═════ Documento

É exigente e espinhosa a vossa tarefa. Não lhes antecipo –
nem V. Exas o desejariam – uma sinecura, como alguns se apressaram a prever.
As funções que passam a exercer demandam uma dedicação
diária e persistente, a que por vezes poderão corresponder frustrações
e incompreensões.
Não são ideais – como é sabido - as circunstâncias
em que iniciam essas funções: alterou-se o calendário eleitoral
previsível aquando da aprovação da Lei n 19/2003, que
fixou em 1 de janeiro de 2005 a data da sua entrada em vigor, e estamos no início
de uma campanha que se integra já na esfera da competência fiscalizadora
da Entidade das Contas.
Apesar dos esforços desenvolvidos para que a nova legislação
reguladora da Entidade das Contas fosse aprovada, promulgada e publicada com
celeridade e pronta a nomeação e posse dos membros da mesma Entidade,
só hoje se completa este processo e se pratica o acto solene que finalmente
os habilita a exercer as vossas funções.

══════════
═════ Registos do exercício

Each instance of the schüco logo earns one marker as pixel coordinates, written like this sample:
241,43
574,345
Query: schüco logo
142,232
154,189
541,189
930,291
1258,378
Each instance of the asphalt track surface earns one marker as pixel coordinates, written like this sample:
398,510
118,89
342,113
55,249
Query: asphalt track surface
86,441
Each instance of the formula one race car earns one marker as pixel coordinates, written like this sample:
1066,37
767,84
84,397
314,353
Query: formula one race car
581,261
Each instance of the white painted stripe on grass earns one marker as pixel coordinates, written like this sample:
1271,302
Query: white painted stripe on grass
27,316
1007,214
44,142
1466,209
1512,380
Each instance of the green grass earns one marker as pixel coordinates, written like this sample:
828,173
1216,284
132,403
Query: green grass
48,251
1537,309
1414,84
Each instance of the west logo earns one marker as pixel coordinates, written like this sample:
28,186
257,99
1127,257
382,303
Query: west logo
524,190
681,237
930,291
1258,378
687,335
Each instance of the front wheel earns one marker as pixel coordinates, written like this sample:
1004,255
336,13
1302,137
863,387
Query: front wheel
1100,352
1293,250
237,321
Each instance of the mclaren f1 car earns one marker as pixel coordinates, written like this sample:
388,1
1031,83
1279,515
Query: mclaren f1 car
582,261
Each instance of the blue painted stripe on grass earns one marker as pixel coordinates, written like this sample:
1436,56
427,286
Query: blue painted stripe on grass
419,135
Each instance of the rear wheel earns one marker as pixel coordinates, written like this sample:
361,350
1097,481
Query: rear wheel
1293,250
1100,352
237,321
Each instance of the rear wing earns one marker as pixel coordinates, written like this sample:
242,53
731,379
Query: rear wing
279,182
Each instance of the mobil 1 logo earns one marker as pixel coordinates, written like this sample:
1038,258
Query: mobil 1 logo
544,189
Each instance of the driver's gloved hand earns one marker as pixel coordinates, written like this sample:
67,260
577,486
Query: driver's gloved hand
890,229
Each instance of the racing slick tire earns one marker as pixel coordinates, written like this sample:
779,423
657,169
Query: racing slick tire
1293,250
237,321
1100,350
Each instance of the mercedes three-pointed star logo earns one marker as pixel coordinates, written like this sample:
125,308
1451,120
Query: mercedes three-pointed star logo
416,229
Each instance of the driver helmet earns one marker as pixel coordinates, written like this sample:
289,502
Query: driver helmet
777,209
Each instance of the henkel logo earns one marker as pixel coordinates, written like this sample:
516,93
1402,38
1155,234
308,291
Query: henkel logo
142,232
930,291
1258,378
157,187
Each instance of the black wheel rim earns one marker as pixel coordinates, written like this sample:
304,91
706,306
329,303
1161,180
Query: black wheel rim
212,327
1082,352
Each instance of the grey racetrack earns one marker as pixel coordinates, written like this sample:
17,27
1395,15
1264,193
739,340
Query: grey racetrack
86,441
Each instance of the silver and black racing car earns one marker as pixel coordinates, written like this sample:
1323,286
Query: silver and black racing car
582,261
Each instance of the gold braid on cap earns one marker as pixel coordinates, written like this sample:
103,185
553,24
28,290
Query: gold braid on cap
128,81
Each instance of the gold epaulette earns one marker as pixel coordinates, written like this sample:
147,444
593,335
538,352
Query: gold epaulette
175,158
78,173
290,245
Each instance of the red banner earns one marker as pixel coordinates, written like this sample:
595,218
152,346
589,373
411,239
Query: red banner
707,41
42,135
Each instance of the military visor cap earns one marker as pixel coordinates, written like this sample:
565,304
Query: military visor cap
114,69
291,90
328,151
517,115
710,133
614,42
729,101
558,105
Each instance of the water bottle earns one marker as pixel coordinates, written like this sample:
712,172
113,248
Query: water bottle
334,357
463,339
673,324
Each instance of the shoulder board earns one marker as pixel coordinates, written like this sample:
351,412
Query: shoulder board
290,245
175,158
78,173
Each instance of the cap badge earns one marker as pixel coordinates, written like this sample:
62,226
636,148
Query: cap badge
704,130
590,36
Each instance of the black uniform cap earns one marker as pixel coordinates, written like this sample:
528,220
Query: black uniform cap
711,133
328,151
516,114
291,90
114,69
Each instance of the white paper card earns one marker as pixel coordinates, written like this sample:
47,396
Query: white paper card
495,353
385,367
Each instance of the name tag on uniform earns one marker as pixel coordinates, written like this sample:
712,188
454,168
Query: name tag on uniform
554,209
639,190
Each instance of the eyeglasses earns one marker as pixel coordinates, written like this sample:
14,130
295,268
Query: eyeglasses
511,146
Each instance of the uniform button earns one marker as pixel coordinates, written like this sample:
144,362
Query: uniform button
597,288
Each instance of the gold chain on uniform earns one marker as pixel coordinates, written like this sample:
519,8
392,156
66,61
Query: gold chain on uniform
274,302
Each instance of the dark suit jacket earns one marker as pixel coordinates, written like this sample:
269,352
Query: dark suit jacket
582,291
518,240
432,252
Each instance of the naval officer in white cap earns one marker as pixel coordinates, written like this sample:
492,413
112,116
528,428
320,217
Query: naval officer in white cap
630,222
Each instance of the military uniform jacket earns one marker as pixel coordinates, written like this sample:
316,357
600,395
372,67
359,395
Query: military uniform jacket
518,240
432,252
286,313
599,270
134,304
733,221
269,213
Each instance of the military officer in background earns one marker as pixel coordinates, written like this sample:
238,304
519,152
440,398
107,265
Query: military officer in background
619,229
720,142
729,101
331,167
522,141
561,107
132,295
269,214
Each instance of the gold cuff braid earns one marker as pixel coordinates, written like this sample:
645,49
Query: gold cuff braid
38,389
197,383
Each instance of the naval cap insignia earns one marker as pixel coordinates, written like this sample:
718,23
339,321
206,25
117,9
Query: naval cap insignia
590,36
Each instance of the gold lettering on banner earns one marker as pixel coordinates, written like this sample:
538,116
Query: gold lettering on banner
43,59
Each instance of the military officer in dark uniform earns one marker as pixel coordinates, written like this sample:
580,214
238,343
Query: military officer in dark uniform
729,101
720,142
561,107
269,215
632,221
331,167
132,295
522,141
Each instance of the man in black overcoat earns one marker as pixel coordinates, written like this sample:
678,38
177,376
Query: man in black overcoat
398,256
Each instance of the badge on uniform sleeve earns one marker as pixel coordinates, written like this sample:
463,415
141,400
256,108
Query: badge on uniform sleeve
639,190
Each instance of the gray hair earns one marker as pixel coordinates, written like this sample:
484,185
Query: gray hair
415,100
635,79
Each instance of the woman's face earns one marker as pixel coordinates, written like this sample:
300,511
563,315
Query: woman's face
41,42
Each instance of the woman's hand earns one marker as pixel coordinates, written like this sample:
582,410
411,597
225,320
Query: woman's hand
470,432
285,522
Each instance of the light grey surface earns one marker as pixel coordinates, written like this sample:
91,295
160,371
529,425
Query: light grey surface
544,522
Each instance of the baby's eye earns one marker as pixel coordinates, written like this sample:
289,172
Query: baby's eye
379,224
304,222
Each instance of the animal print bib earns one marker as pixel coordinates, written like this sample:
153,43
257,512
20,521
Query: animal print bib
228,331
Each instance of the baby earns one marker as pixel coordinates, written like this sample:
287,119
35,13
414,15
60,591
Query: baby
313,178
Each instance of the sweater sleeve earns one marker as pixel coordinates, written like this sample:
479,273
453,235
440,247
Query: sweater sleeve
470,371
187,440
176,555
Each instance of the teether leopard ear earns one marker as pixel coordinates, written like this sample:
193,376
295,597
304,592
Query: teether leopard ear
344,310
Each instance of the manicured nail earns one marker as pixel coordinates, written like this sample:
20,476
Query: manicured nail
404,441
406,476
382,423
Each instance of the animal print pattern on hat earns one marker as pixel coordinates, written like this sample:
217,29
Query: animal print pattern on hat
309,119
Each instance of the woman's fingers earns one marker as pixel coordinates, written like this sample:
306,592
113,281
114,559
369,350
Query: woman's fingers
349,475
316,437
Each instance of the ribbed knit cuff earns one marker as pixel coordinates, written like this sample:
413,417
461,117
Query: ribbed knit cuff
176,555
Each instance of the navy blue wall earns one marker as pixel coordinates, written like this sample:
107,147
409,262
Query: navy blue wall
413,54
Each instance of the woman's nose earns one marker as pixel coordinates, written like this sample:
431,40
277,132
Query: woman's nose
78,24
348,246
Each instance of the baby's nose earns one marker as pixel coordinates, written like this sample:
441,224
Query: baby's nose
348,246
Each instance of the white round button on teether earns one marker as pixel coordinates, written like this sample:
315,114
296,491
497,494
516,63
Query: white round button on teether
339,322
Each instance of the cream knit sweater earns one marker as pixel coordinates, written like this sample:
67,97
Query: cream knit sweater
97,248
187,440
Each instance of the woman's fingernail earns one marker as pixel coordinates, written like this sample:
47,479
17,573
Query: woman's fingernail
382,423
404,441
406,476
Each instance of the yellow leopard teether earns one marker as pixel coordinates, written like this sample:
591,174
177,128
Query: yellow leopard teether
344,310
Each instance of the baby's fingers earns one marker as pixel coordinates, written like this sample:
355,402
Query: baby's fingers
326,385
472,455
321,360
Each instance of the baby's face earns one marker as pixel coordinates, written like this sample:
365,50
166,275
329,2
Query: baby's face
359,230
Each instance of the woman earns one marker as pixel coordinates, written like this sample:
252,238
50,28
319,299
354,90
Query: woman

══════════

> Tarefas a realizar
(1) Responda a estas perguntas sobre o texto:
(a) Que lei fixou em 1 de janeiro de 2005 a data da sua entrada em vigor?
(b) Que coisa alguns se apressaram a prever que seriam as funções?
(c) Na esfera de que competência se integra já a campanha em início?
(2) Edite os registos desde a linha que contém "Each instance of the woman's fingernail" até ao fim dos registos, ambas as extremidades incluídas. Substitua "pixel coordinates" por "image coordinates", mantenha tudo o resto inalterado e devolva apenas essas linhas.

> Resultados
(1)
(a) A Lei n 19/2003.
(b) Uma sinecura.
(c) Na esfera da competência fiscalizadora da Entidade das Contas.

(2)
Each instance of the woman's fingernail earns one marker as image coordinates, written like this sample:
47,479
17,573
Query: woman's fingernail
382,423
404,441
406,476
Each instance of the yellow leopard teether earns one marker as image coordinates, written like this sample:
591,174
177,128
Query: yellow leopard teether
344,310
Each instance of the baby's fingers earns one marker as image coordinates, written like this sample:
355,402
Query: baby's fingers
326,385
472,455
321,360
Each instance of the baby's face earns one marker as image coordinates, written like this sample:
365,50
166,275
329,2
Query: baby's face
359,230
Each instance of the woman earns one marker as image coordinates, written like this sample:
252,238
50,28
319,299
354,90
Query: woman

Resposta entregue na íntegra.